* EXERCISE DIRECTIONS
Set down, without alteration, the lines from the one that contains "Mark one point on every instance of the bedside" through the final line of the material below.

* INPUT FOR THIS TASK
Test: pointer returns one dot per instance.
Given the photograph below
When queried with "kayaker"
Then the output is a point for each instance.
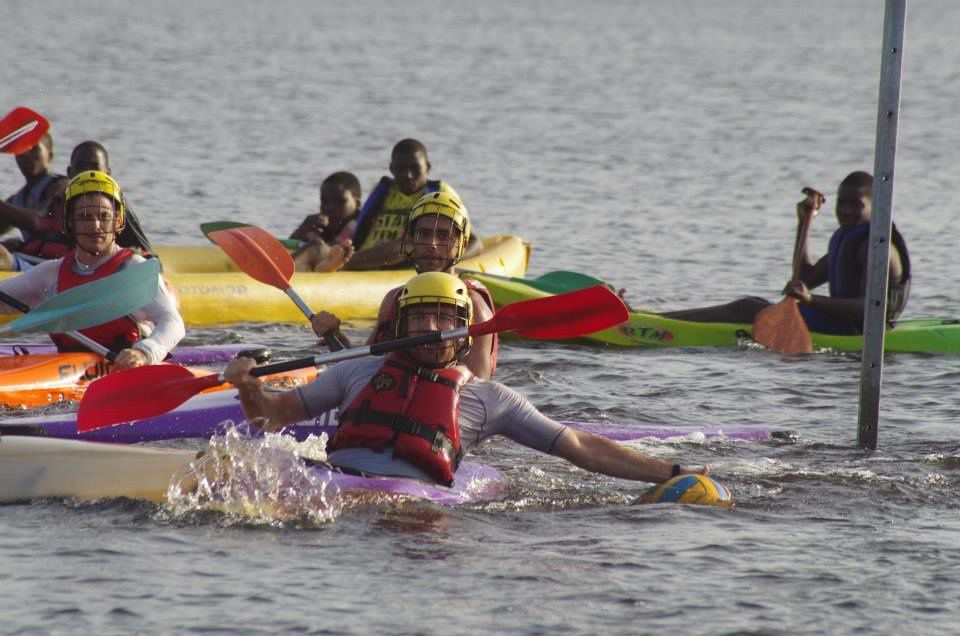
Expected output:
(19, 212)
(843, 267)
(415, 413)
(437, 231)
(42, 230)
(379, 235)
(94, 215)
(326, 236)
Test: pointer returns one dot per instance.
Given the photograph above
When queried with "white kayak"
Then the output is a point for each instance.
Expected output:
(37, 467)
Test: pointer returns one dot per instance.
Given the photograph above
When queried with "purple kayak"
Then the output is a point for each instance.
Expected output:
(209, 414)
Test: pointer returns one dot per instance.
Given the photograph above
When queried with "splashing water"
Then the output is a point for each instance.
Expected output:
(258, 480)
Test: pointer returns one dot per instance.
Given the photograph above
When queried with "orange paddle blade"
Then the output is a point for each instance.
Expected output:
(21, 129)
(258, 253)
(781, 328)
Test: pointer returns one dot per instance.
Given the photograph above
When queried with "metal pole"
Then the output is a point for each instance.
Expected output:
(878, 260)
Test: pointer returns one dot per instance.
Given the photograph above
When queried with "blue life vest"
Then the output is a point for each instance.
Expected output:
(846, 278)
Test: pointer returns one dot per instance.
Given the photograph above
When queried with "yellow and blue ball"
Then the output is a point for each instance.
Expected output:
(693, 489)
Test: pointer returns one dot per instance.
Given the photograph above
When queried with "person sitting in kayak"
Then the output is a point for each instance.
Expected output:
(43, 236)
(19, 212)
(93, 217)
(326, 237)
(416, 413)
(436, 233)
(844, 268)
(379, 235)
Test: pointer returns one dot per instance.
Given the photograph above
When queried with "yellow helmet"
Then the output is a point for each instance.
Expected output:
(437, 288)
(93, 181)
(441, 204)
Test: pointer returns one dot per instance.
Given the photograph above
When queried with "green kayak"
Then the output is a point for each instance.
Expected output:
(644, 329)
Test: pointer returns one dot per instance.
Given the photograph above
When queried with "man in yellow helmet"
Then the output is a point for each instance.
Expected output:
(416, 413)
(378, 238)
(94, 215)
(42, 229)
(435, 239)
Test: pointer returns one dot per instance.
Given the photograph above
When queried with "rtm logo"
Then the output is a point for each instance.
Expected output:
(96, 371)
(653, 334)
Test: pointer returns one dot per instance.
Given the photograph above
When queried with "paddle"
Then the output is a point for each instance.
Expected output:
(216, 226)
(149, 391)
(93, 303)
(262, 257)
(781, 328)
(21, 129)
(87, 342)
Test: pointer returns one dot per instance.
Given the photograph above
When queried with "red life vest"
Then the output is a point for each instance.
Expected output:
(386, 320)
(115, 335)
(414, 409)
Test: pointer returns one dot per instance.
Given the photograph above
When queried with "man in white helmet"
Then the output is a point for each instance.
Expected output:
(415, 413)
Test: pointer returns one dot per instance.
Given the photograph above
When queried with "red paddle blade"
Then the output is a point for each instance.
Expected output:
(258, 253)
(21, 130)
(569, 315)
(138, 393)
(781, 328)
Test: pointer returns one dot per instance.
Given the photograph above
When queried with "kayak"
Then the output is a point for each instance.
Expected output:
(40, 467)
(35, 380)
(182, 354)
(647, 329)
(209, 414)
(213, 291)
(35, 467)
(33, 375)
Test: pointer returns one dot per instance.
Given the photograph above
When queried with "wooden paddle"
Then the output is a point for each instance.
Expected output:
(262, 257)
(149, 391)
(21, 129)
(781, 327)
(93, 303)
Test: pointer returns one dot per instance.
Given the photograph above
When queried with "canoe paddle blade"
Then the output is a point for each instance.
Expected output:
(21, 129)
(781, 328)
(93, 303)
(134, 394)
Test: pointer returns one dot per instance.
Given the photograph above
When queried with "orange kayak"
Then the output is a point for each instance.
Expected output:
(35, 380)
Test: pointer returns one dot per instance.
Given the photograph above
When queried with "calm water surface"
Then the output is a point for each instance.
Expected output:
(661, 146)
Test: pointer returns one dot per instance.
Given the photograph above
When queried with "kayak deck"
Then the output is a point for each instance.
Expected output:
(651, 330)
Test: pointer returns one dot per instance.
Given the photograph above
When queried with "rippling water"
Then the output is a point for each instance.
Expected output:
(661, 146)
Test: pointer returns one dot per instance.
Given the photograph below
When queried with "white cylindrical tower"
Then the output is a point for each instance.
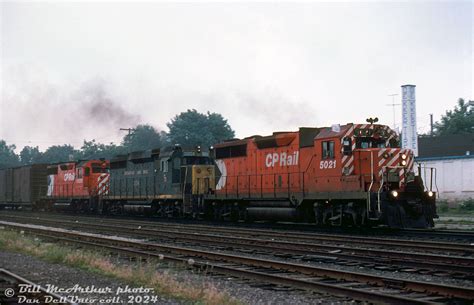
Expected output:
(409, 136)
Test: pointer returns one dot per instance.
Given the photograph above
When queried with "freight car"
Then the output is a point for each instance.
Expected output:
(355, 174)
(168, 182)
(22, 186)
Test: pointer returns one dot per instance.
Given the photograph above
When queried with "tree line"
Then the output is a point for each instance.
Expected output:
(189, 128)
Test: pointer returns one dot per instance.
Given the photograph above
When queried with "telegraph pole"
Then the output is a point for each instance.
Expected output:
(128, 129)
(393, 104)
(431, 124)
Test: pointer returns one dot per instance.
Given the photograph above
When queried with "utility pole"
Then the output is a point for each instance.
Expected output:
(128, 129)
(393, 104)
(129, 133)
(431, 124)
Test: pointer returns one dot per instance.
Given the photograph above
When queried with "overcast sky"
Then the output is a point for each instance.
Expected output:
(74, 71)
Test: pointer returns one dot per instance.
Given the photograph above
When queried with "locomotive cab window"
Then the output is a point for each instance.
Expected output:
(368, 142)
(164, 165)
(328, 149)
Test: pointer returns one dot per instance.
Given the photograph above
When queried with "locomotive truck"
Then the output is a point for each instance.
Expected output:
(355, 174)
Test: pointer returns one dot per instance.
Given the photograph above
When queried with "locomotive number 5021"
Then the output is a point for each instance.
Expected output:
(327, 164)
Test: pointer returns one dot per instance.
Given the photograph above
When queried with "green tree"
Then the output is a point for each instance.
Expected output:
(457, 121)
(59, 153)
(144, 137)
(194, 128)
(93, 150)
(30, 155)
(8, 158)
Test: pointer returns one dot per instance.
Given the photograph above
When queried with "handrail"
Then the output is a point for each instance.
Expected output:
(371, 184)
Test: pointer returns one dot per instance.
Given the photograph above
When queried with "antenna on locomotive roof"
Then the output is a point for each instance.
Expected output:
(372, 120)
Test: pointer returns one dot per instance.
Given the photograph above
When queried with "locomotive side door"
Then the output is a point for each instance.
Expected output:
(327, 165)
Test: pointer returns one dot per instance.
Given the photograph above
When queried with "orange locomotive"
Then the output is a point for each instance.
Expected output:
(77, 185)
(355, 174)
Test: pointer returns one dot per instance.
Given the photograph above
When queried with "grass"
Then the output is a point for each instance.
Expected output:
(138, 274)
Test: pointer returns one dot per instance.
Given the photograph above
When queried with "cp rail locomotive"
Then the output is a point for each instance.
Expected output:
(349, 175)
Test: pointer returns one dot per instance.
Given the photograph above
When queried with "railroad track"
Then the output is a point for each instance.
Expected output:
(15, 289)
(385, 260)
(449, 248)
(290, 229)
(358, 286)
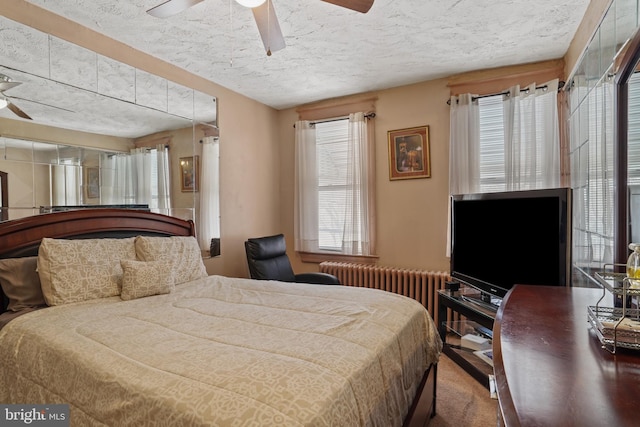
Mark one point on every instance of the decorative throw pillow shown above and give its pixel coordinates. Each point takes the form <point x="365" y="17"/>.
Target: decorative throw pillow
<point x="142" y="279"/>
<point x="181" y="252"/>
<point x="83" y="269"/>
<point x="21" y="284"/>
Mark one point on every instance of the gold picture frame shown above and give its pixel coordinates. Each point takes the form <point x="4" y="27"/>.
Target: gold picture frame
<point x="93" y="183"/>
<point x="189" y="174"/>
<point x="409" y="155"/>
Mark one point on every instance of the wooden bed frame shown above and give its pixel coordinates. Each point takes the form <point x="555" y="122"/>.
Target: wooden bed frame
<point x="22" y="237"/>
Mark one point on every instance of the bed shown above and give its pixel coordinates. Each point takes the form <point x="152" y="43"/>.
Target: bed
<point x="198" y="350"/>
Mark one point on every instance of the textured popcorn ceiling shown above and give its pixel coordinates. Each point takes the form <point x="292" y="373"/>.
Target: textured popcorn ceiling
<point x="332" y="51"/>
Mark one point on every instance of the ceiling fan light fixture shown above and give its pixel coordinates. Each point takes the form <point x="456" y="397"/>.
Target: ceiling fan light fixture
<point x="250" y="3"/>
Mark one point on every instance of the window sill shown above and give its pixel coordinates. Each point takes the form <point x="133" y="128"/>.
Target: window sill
<point x="318" y="257"/>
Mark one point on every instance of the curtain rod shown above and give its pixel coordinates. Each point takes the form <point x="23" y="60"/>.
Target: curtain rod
<point x="370" y="115"/>
<point x="474" y="98"/>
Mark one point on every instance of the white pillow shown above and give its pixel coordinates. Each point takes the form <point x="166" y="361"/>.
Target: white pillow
<point x="142" y="279"/>
<point x="82" y="269"/>
<point x="182" y="252"/>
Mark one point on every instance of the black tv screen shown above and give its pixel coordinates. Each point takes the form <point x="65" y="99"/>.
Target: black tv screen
<point x="499" y="240"/>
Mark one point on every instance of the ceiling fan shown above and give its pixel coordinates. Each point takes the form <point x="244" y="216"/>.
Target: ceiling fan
<point x="263" y="13"/>
<point x="5" y="84"/>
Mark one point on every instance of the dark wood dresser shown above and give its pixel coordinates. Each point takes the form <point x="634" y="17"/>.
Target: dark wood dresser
<point x="550" y="368"/>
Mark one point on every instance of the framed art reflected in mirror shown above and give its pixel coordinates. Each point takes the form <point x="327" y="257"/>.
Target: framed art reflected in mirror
<point x="189" y="174"/>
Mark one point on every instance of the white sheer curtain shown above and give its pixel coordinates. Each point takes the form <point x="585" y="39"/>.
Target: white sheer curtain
<point x="464" y="145"/>
<point x="306" y="188"/>
<point x="139" y="177"/>
<point x="163" y="178"/>
<point x="355" y="240"/>
<point x="209" y="192"/>
<point x="66" y="188"/>
<point x="352" y="214"/>
<point x="532" y="137"/>
<point x="141" y="173"/>
<point x="464" y="151"/>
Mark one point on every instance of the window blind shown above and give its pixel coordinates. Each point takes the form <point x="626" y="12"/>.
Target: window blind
<point x="491" y="144"/>
<point x="331" y="147"/>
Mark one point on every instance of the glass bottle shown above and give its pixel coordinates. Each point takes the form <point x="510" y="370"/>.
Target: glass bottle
<point x="633" y="262"/>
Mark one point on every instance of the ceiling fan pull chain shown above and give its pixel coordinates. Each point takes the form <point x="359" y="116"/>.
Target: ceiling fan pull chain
<point x="269" y="27"/>
<point x="231" y="32"/>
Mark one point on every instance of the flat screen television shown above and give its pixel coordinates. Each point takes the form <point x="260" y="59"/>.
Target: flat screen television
<point x="499" y="240"/>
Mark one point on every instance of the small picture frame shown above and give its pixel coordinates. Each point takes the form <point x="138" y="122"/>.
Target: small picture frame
<point x="409" y="153"/>
<point x="189" y="174"/>
<point x="93" y="183"/>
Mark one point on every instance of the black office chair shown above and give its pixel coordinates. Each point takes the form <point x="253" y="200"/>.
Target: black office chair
<point x="268" y="260"/>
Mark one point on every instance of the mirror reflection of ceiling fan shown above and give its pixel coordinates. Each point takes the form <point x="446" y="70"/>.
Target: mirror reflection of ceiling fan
<point x="263" y="13"/>
<point x="5" y="101"/>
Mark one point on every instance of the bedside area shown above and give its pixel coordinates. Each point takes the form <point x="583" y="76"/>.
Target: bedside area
<point x="550" y="368"/>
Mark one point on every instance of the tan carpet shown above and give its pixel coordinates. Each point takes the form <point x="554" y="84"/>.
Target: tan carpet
<point x="461" y="401"/>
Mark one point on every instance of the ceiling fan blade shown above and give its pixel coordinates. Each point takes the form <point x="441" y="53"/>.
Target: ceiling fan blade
<point x="18" y="112"/>
<point x="4" y="85"/>
<point x="171" y="7"/>
<point x="42" y="103"/>
<point x="362" y="6"/>
<point x="268" y="27"/>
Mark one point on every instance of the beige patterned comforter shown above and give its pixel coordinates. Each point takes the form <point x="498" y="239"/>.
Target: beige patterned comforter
<point x="224" y="352"/>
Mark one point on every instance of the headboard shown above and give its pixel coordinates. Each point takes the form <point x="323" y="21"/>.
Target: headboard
<point x="21" y="237"/>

* EXERCISE OUTPUT
Mark one point on every instance of the bedside area shown above and give its pixel coordinates. Each point takes the form <point x="583" y="76"/>.
Target: bedside area
<point x="550" y="368"/>
Mark one point on every instance of the tan carpet shown above and give its pixel coordinates. Each point takes the form <point x="554" y="84"/>.
Target: tan carpet
<point x="461" y="401"/>
Mark one point on every instance of the ceiling fan blade shown above and give its pixel coordinates. Each point takes the form <point x="441" y="53"/>.
Target: ceiling fan blade
<point x="18" y="112"/>
<point x="4" y="85"/>
<point x="171" y="7"/>
<point x="42" y="103"/>
<point x="362" y="6"/>
<point x="268" y="27"/>
Mark one point on every instance of the beige patterned comforter shown above and give its pixel coordinates. Each point takes the form <point x="498" y="239"/>.
Target: beige patterned comforter
<point x="224" y="352"/>
Mark one point on every instance of the headboard shown above and give its pixel coordinates. Each point takes the form <point x="323" y="21"/>.
Target: headboard
<point x="21" y="237"/>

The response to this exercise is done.